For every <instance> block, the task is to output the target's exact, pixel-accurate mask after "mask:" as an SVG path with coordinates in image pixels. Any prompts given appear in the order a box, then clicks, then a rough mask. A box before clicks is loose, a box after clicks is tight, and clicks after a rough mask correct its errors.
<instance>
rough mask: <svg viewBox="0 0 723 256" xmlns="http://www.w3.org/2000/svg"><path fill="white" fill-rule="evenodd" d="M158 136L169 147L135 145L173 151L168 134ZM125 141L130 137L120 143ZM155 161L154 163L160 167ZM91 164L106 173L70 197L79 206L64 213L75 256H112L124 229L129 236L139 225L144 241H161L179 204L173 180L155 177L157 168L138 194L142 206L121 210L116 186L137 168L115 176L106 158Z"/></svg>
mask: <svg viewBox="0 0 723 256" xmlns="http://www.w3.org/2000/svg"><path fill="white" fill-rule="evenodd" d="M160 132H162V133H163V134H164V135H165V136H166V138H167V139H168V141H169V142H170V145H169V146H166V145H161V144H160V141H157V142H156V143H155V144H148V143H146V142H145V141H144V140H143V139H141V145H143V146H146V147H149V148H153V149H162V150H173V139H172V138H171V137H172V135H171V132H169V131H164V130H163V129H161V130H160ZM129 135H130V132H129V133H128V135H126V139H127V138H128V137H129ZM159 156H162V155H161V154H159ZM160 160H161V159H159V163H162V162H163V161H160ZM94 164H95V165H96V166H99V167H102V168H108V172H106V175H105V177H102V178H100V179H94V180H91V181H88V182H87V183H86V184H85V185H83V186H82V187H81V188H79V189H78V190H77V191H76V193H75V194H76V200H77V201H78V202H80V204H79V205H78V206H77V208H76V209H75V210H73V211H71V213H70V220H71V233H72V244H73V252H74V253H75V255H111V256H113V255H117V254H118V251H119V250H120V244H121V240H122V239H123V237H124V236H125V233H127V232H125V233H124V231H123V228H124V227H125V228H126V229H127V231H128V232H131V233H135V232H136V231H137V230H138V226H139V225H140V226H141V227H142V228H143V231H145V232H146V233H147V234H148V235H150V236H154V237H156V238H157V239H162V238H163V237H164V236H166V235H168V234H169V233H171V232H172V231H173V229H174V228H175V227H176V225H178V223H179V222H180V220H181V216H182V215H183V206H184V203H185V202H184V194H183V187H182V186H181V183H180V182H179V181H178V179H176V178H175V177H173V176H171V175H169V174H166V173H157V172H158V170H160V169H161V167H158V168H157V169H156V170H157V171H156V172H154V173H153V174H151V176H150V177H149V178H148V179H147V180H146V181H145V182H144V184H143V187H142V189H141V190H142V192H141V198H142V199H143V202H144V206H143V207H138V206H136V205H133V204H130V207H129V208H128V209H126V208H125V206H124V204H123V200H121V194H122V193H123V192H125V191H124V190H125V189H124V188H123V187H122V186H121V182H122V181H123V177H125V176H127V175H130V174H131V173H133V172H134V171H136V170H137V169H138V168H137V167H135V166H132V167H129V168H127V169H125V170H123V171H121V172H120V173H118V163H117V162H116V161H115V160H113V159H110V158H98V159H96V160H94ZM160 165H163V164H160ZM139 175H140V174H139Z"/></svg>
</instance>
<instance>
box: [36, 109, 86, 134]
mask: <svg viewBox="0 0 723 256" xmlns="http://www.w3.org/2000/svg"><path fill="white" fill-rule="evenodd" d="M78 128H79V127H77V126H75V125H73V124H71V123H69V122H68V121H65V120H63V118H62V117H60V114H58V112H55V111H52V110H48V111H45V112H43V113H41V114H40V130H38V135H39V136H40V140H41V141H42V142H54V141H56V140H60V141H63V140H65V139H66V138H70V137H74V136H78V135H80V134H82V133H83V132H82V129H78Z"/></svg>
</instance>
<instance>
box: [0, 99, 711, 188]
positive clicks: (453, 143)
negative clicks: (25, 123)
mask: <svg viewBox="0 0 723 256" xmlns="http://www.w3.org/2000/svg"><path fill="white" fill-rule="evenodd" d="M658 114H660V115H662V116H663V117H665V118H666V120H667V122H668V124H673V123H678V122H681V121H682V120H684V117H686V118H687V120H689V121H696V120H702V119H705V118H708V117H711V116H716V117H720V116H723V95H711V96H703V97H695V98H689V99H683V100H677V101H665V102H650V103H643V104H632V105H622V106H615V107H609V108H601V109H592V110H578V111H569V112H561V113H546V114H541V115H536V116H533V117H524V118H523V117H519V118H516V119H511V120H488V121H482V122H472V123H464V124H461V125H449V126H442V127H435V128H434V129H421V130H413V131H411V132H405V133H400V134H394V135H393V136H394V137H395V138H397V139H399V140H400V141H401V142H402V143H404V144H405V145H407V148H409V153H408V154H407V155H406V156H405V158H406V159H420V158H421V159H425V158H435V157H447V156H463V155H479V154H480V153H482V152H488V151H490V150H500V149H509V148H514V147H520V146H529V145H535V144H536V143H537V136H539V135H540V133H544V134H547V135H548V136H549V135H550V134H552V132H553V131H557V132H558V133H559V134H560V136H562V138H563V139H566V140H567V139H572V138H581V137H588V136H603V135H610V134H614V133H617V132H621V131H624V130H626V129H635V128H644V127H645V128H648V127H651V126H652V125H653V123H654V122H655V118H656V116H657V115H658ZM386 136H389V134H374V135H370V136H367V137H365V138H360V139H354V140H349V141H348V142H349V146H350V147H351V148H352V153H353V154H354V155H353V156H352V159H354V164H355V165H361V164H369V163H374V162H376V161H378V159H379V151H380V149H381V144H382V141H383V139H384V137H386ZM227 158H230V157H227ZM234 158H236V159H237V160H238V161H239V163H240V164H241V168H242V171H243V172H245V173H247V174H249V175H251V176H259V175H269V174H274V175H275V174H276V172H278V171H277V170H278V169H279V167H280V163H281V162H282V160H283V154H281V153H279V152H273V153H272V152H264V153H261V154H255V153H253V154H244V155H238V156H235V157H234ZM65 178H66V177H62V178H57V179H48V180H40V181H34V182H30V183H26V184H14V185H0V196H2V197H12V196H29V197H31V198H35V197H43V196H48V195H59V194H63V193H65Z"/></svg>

○ ○ ○ ○ ○ ○ ○

**PROBLEM**:
Recast these lines as a numbered list, with the blank lines left out.

**RESULT OF THE EXERCISE**:
1. For every <instance> block, the task is to output the target's exact, pixel-accurate mask after "mask:" as an SVG path with coordinates in image pixels. Any prompts given appear in the order a box, then clicks, then a rough mask. A box before clicks is loose, a box after clicks is tight, and clicks after a rough mask correct its errors.
2. <instance>
3. rough mask: <svg viewBox="0 0 723 256" xmlns="http://www.w3.org/2000/svg"><path fill="white" fill-rule="evenodd" d="M158 136L169 147L135 145L173 151L168 134ZM125 141L130 137L120 143ZM155 161L154 163L160 167ZM91 164L106 173L70 197L79 206L64 213L75 256H112L124 229L129 236L139 225L144 241H161L179 204L173 180L155 177L157 168L138 194L142 206L121 210L116 186L137 168L115 176L106 158Z"/></svg>
4. mask: <svg viewBox="0 0 723 256" xmlns="http://www.w3.org/2000/svg"><path fill="white" fill-rule="evenodd" d="M160 132H162V133H163V134H164V135H165V136H166V138H167V139H168V141H169V142H170V145H169V146H166V145H161V144H160V141H157V142H156V143H155V144H148V143H146V142H145V141H144V140H143V139H141V145H143V146H146V147H149V148H153V149H162V150H173V139H172V138H171V137H172V135H171V132H169V131H164V130H163V129H161V130H160ZM129 135H130V132H129V133H128V135H126V139H127V138H128V137H129ZM159 156H162V155H161V154H159ZM160 160H161V159H159V163H162V162H163V161H160ZM94 164H95V165H96V166H99V167H102V168H108V172H106V175H105V177H102V178H100V179H94V180H91V181H88V182H87V183H86V184H85V185H83V186H82V187H81V188H79V189H78V190H77V191H76V193H75V194H76V200H77V201H78V202H80V204H79V205H78V206H77V208H76V209H75V210H73V211H71V213H70V220H71V233H72V244H73V252H74V253H75V255H111V256H113V255H117V254H118V251H119V250H120V244H121V240H122V239H123V237H124V236H125V233H127V232H125V233H124V231H123V228H124V227H125V228H126V229H127V231H128V232H131V233H135V232H136V231H137V230H138V226H139V225H140V226H141V227H142V228H143V231H145V232H146V233H147V234H148V235H150V236H154V237H156V238H157V239H162V238H163V237H164V236H166V235H168V234H169V233H171V232H172V231H173V229H174V228H175V227H176V225H178V223H179V222H180V220H181V216H182V215H183V206H184V203H185V202H184V194H183V187H182V186H181V183H180V182H179V181H178V179H176V178H175V177H173V176H171V175H169V174H166V173H157V172H158V170H160V169H161V167H158V168H157V169H156V170H157V171H156V172H154V173H153V174H151V176H150V177H149V178H148V179H147V180H146V181H145V182H144V184H143V187H142V189H141V190H142V192H141V198H142V199H143V202H144V206H143V207H138V206H136V205H133V204H130V207H129V208H128V209H126V208H125V206H124V204H123V200H121V194H122V193H123V192H125V191H124V190H125V189H124V188H123V187H122V186H121V182H122V181H123V177H125V176H127V175H130V174H131V173H133V172H134V171H136V170H137V169H138V168H137V167H135V166H132V167H129V168H127V169H125V170H123V171H121V172H120V173H118V163H117V162H116V161H115V160H113V159H110V158H98V159H96V160H94ZM160 165H163V164H160ZM139 175H140V174H139Z"/></svg>
5. </instance>
6. <instance>
7. box: [36, 109, 86, 134]
8. mask: <svg viewBox="0 0 723 256" xmlns="http://www.w3.org/2000/svg"><path fill="white" fill-rule="evenodd" d="M78 128H79V127H77V126H75V125H73V124H71V123H69V122H68V121H65V120H63V118H62V117H60V114H58V112H55V111H52V110H48V111H45V112H43V113H41V114H40V130H38V135H39V136H40V140H41V141H42V142H54V141H56V140H60V141H63V140H65V139H66V138H70V137H74V136H78V135H80V134H82V133H83V132H82V129H78Z"/></svg>
9. </instance>
10. <instance>
11. box: [0, 99, 711, 188]
12. positive clicks: (453, 143)
13. negative clicks: (25, 123)
14. mask: <svg viewBox="0 0 723 256" xmlns="http://www.w3.org/2000/svg"><path fill="white" fill-rule="evenodd" d="M658 114H660V115H662V116H663V117H665V118H666V120H667V122H668V124H673V123H678V122H681V121H682V120H684V117H686V118H687V120H689V121H696V120H702V119H705V118H708V117H711V116H716V117H720V116H723V95H711V96H703V97H695V98H689V99H683V100H677V101H665V102H650V103H643V104H632V105H622V106H615V107H609V108H601V109H592V110H578V111H569V112H561V113H546V114H541V115H536V116H533V117H524V118H523V117H519V118H516V119H511V120H488V121H482V122H472V123H464V124H461V125H449V126H442V127H435V128H434V129H421V130H413V131H411V132H405V133H400V134H394V135H393V136H394V137H395V138H397V139H399V140H400V141H401V142H402V143H404V144H405V145H407V148H409V153H408V154H407V155H406V156H405V158H406V159H420V158H421V159H425V158H435V157H447V156H463V155H479V154H480V153H482V152H488V151H490V150H500V149H509V148H514V147H520V146H529V145H535V144H536V143H537V136H539V135H540V133H544V134H547V135H548V136H549V135H550V134H552V132H553V131H557V132H558V133H559V134H560V136H562V138H563V139H566V140H567V139H572V138H581V137H588V136H603V135H610V134H614V133H617V132H621V131H624V130H626V129H635V128H644V127H645V128H648V127H651V126H652V125H653V123H654V122H655V118H656V116H657V115H658ZM386 136H389V134H374V135H370V136H367V137H365V138H360V139H354V140H349V141H348V142H349V146H350V147H351V148H352V153H353V154H354V155H353V156H352V159H354V164H355V165H361V164H369V163H374V162H376V161H378V159H379V151H380V149H381V144H382V141H383V139H384V137H386ZM227 158H230V157H227ZM234 158H236V159H237V160H238V161H239V163H240V164H241V168H242V171H243V172H245V173H247V174H249V175H251V176H259V175H269V174H274V175H275V174H276V172H278V171H277V170H278V169H279V167H280V163H281V162H282V160H283V154H281V153H279V152H273V153H272V152H264V153H261V154H255V153H253V154H244V155H238V156H235V157H234ZM65 178H66V177H62V178H57V179H48V180H40V181H34V182H30V183H26V184H14V185H0V196H2V197H12V196H29V197H31V198H35V197H43V196H48V195H59V194H63V193H65Z"/></svg>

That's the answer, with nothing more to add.